___ PROVIDED RECORDS

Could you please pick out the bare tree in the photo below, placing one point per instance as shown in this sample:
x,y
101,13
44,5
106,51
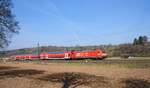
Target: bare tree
x,y
8,23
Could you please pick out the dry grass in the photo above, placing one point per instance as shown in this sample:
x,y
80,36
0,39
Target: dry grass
x,y
54,75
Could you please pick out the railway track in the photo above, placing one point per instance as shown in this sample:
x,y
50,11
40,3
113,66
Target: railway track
x,y
106,61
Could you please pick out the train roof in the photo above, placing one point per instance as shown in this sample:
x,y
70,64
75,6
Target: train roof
x,y
55,52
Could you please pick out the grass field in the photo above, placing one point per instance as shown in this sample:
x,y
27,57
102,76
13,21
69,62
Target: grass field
x,y
109,73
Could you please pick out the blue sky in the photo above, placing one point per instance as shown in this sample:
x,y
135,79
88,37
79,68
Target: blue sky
x,y
80,22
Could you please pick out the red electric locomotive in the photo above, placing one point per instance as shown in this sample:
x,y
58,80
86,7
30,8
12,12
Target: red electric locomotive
x,y
92,54
72,55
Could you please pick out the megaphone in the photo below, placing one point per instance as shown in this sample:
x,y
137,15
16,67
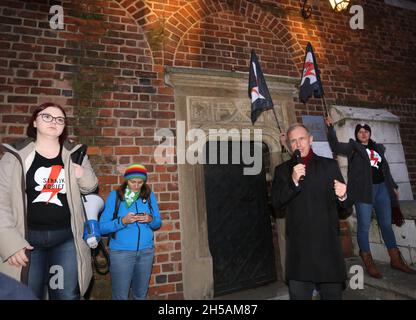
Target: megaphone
x,y
93,205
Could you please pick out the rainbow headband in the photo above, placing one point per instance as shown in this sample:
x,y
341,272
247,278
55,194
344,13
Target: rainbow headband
x,y
135,171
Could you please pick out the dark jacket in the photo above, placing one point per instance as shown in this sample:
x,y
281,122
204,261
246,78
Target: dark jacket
x,y
313,247
360,183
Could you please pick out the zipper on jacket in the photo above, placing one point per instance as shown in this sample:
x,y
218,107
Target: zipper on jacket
x,y
24,274
138,227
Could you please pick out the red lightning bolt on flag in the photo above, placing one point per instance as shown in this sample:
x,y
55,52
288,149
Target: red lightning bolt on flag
x,y
309,69
53,176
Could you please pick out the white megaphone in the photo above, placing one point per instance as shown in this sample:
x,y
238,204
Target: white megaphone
x,y
93,205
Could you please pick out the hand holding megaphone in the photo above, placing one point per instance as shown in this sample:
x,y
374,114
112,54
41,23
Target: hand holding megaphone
x,y
93,205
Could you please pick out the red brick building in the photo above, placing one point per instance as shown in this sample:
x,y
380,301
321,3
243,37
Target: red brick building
x,y
109,67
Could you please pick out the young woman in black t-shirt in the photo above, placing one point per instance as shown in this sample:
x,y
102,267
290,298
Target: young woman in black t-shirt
x,y
41,212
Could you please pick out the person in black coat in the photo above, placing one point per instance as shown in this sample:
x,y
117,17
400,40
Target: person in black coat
x,y
310,193
371,186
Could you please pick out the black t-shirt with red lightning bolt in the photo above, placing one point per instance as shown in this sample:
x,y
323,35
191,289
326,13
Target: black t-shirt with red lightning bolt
x,y
376,163
46,194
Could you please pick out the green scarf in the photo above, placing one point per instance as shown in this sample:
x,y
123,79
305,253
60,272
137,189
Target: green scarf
x,y
130,196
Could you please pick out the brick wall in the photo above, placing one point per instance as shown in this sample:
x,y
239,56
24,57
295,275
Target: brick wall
x,y
106,68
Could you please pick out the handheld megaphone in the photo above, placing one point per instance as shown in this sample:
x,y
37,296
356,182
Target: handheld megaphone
x,y
93,205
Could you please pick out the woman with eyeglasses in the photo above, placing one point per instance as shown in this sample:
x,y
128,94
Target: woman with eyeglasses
x,y
130,216
41,217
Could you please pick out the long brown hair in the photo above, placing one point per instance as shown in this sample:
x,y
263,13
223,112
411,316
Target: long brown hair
x,y
32,131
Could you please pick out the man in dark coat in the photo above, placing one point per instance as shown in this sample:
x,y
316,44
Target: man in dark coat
x,y
310,193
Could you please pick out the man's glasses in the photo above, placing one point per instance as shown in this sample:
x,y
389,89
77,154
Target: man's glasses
x,y
48,118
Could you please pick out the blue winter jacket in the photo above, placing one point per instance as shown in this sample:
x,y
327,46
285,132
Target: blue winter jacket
x,y
134,236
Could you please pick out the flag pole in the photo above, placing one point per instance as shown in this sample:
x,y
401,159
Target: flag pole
x,y
324,105
277,121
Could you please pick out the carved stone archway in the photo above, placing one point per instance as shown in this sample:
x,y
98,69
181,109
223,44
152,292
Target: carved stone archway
x,y
207,99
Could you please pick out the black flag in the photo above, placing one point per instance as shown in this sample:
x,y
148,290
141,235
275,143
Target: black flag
x,y
257,89
311,80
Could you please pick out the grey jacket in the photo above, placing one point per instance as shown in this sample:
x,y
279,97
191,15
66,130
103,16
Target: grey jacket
x,y
14,165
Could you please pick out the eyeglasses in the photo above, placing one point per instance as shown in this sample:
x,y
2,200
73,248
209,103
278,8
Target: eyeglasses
x,y
48,118
134,182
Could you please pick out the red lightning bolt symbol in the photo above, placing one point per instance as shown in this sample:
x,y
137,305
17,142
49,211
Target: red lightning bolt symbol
x,y
309,69
53,176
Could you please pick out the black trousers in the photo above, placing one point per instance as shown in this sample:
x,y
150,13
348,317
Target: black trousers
x,y
302,290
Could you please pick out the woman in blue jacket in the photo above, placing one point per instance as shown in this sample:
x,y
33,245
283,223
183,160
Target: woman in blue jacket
x,y
131,215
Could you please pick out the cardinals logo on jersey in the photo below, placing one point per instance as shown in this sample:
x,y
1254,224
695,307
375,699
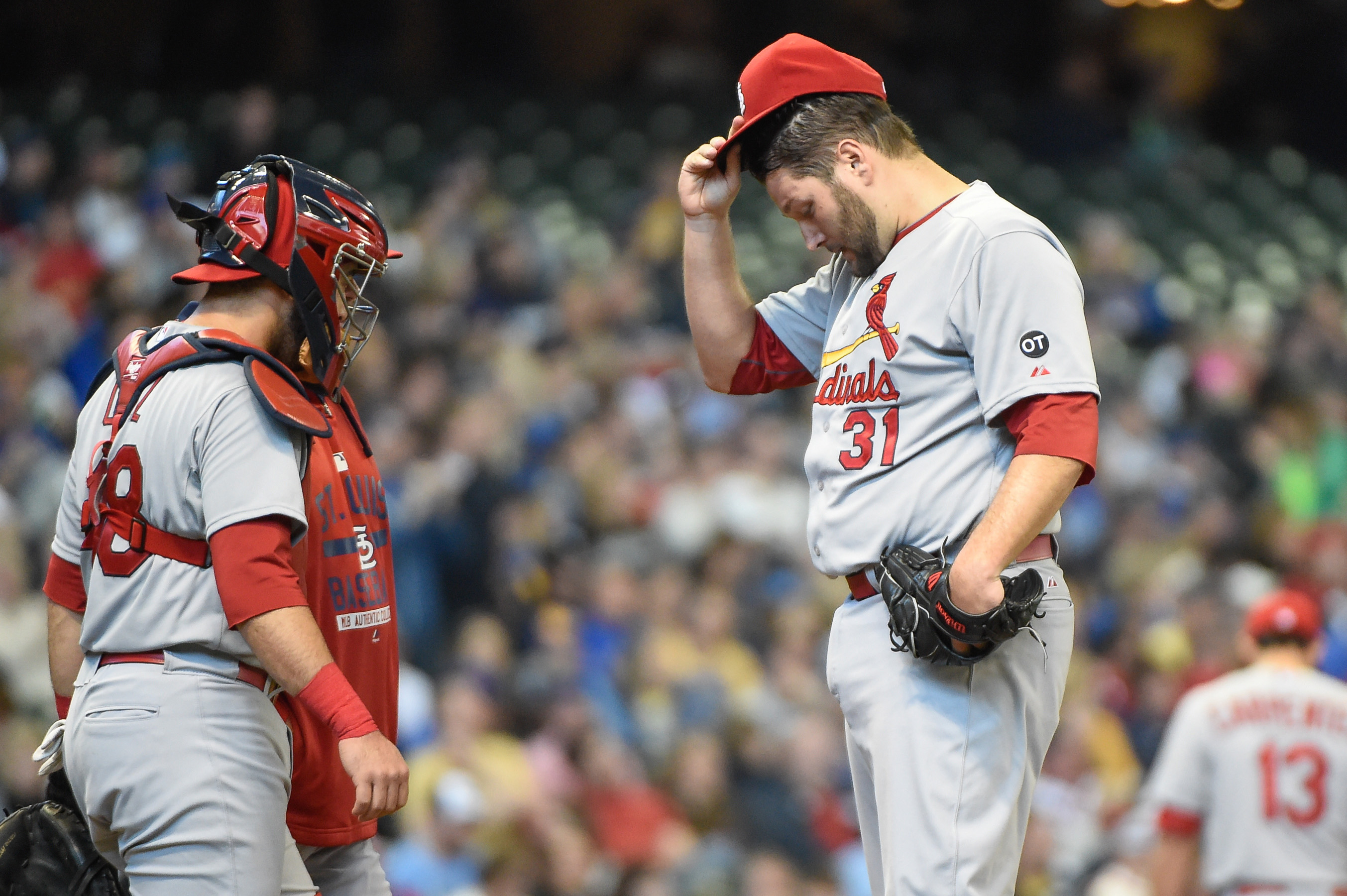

______

- **STATED TASK**
Extract each line of the listing above that contains the word "bare", treating uppercase and lowercase as different.

- **SOLUTION TO THIS PROBLEM**
Could you please pick out the bare tree in the photo below, placing one point per instance as shown in this sample:
Target: bare tree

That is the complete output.